[BEGIN]

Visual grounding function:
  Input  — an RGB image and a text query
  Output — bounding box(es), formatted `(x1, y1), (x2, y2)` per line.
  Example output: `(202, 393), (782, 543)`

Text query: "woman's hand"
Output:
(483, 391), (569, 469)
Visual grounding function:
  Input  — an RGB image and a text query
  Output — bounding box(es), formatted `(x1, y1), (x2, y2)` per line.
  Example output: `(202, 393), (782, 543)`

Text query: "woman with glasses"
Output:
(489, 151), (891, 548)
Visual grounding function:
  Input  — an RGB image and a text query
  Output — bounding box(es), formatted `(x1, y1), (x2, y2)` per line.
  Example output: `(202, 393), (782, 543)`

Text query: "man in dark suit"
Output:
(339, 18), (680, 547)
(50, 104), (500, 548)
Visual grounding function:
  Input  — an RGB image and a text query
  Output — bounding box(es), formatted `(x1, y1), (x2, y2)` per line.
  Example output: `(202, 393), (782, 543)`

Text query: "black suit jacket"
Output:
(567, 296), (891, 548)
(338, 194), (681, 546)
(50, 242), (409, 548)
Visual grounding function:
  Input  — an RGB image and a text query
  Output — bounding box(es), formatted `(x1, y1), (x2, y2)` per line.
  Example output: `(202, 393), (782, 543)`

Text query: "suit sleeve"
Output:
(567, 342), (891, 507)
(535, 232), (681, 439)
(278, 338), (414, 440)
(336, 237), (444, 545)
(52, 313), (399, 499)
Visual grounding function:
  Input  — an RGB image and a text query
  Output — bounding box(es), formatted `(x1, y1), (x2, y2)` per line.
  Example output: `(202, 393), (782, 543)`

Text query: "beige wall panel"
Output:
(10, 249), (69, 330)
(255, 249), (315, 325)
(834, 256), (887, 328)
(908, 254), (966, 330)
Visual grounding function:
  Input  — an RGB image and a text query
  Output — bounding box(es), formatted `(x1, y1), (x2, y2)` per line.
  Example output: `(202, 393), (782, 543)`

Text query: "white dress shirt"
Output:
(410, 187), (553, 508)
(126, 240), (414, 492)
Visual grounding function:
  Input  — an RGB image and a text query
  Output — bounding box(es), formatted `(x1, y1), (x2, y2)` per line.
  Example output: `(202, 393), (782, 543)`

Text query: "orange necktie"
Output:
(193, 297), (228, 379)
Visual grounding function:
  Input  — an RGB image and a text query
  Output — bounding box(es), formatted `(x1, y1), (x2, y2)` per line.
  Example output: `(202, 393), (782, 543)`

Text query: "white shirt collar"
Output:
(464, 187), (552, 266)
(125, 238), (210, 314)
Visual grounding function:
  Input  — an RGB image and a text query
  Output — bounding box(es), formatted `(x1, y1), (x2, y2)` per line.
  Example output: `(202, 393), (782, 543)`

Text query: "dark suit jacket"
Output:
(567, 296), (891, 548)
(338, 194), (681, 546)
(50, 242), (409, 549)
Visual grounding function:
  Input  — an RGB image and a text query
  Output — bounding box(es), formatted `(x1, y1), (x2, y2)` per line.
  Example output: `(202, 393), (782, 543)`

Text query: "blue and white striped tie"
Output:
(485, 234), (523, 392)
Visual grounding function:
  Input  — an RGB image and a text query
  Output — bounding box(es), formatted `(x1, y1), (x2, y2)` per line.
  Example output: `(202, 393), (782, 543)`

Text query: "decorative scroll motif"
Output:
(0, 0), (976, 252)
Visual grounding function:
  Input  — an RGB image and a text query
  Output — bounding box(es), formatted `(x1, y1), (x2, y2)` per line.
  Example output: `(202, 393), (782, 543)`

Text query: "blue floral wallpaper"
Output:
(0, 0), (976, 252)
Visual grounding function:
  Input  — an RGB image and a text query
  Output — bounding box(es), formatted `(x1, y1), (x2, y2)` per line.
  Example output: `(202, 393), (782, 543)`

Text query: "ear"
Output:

[END]

# GIVEN TASK
Can you convert every one of the lines above into a JSON list of strings, with one string per line and blank lines omitted?

# SOLVED EXERCISE
[
  "Visual grounding function:",
  "  Input  — an RGB image and a text query",
  "  Output — bounding box(es), formatted `(x1, y1), (x2, y2)` per line.",
  "  Example output: `(202, 393), (782, 543)`",
  "Text query: \"woman's hand\"",
  "Output:",
  "(483, 391), (569, 469)",
  "Visual grounding function:",
  "  Input  — an RGB image and a text query",
  "  Output — bounding box(es), formatted `(x1, y1), (x2, y2)` per line.",
  "  Example output: `(202, 393), (782, 543)`",
  "Text query: \"woman with glasses\"",
  "Output:",
  "(489, 151), (891, 548)",
  "Visual grounding function:",
  "  Input  — an RGB image and a text query",
  "  Output — bounding box(es), formatted `(x1, y1), (x2, y2)` per line.",
  "  Example output: `(202, 393), (782, 543)`",
  "Text query: \"man in dark suit\"",
  "Output:",
  "(339, 18), (680, 547)",
  "(50, 104), (500, 548)",
  "Visual grounding function:",
  "  Input  — an RGB image and a text query",
  "  Output — bounding box(es), formatted `(x1, y1), (x2, y2)` per line.",
  "  Example output: `(202, 393), (782, 543)`",
  "Text query: \"black suit jacket\"",
  "Output:",
  "(567, 296), (891, 548)",
  "(338, 194), (681, 546)",
  "(50, 242), (409, 548)",
  "Visual grounding function:",
  "  Input  — an RGB image and a text query",
  "  Output — bounding box(es), formatted `(x1, y1), (x2, y2)` per line.",
  "  Example output: `(202, 393), (782, 543)`",
  "Text query: \"suit sleeve\"",
  "Output:",
  "(567, 342), (891, 507)",
  "(535, 232), (681, 439)",
  "(278, 338), (414, 440)",
  "(336, 237), (444, 545)",
  "(52, 313), (399, 499)",
  "Visual grounding function:",
  "  Input  — an RGB image and a text query",
  "  Output — bounding box(es), formatted `(x1, y1), (x2, y2)` per line.",
  "  Example output: `(202, 393), (782, 543)`",
  "Text query: \"beige wall panel\"",
  "Output:",
  "(10, 249), (69, 330)",
  "(255, 249), (315, 325)",
  "(834, 256), (887, 328)",
  "(908, 254), (966, 330)",
  "Visual grounding function:",
  "  Input  — an RGB image and a text query",
  "  Output — bounding box(es), formatted `(x1, y1), (x2, y2)` per line.",
  "  Example output: `(202, 393), (782, 543)`",
  "Text query: \"white dress shirt\"",
  "Output:",
  "(410, 187), (553, 508)",
  "(126, 240), (414, 492)",
  "Visual grounding function:",
  "  Input  — an RGB image and a text query",
  "  Output — bounding box(es), formatted `(x1, y1), (x2, y2)` per line.",
  "  Example output: `(202, 393), (782, 543)`",
  "Text query: \"orange necktie\"",
  "Output:",
  "(193, 297), (228, 379)",
  "Visual grounding function:",
  "  Input  — an RGB image and a text query",
  "  Output — bounding box(es), formatted `(x1, y1), (x2, y2)` per line.",
  "  Example output: `(202, 393), (782, 543)`",
  "Text query: \"white shirt collar\"",
  "Output:",
  "(464, 187), (552, 266)",
  "(125, 238), (210, 314)",
  "Visual grounding function:",
  "  Input  — an RGB image and a text query",
  "  Output — bounding box(es), formatted `(x1, y1), (x2, y2)` per line.",
  "  Example output: `(202, 393), (782, 543)`",
  "Text query: \"dark suit jacket\"",
  "Output:",
  "(567, 296), (891, 548)",
  "(338, 194), (681, 546)",
  "(50, 242), (409, 549)",
  "Visual grounding function:",
  "  Input  — an RGB image and a text query",
  "  Output — bounding box(es), formatted `(x1, y1), (x2, y2)` per line.",
  "  Example output: `(202, 393), (782, 543)`",
  "Text query: \"blue and white striped tie\"",
  "Output:",
  "(485, 234), (523, 392)",
  "Visual grounding function:",
  "  Input  — an RGB image and a text query",
  "  Output — bounding box(es), formatted `(x1, y1), (x2, y2)` per line.",
  "  Example output: `(202, 393), (782, 543)`",
  "Text query: \"decorative scroll motif\"",
  "Output:",
  "(0, 0), (976, 252)",
  "Visual grounding function:",
  "  Input  — an RGB image and a text query",
  "  Output — bounding box(es), formatted `(x1, y1), (x2, y2)` per line.",
  "  Example output: `(202, 393), (782, 543)`",
  "Text query: \"blue floral wallpaper\"",
  "Output:",
  "(0, 0), (976, 252)",
  "Visual grounding function:",
  "  Input  — an RGB image and a text query",
  "  Output — bounding box(es), formatted `(x1, y1), (x2, y2)` per line.",
  "  Example output: `(202, 393), (782, 543)`",
  "Text query: \"ear\"",
  "Output:"
]